* [Instructions for the task] Please copy every line from the following entries in which the word "oven" appears.

--- Material supplied ---

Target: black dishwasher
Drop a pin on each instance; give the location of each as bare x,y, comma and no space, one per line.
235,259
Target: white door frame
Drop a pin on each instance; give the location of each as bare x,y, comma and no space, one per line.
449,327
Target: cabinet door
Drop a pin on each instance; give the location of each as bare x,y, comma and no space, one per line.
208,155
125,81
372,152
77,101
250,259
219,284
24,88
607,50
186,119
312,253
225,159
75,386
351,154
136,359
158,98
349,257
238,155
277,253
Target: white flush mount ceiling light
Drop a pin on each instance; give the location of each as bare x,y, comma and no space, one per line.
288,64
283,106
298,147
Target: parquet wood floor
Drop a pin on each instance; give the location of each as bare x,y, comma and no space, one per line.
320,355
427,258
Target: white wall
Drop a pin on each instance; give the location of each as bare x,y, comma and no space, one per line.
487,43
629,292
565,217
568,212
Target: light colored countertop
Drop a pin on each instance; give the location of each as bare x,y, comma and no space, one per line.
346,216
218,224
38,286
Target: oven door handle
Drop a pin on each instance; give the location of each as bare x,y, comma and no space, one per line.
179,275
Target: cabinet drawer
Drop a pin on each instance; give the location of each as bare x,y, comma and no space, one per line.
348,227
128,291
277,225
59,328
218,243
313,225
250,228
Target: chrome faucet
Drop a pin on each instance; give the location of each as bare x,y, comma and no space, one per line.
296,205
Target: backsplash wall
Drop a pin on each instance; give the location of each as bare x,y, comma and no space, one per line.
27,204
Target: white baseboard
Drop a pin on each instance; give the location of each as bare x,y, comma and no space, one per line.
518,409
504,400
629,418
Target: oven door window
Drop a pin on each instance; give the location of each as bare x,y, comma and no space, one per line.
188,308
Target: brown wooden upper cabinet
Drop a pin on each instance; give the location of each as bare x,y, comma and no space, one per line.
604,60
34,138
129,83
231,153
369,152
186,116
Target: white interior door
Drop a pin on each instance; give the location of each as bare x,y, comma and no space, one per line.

---

* [Output for this task]
Target: oven door handle
Target: oven door window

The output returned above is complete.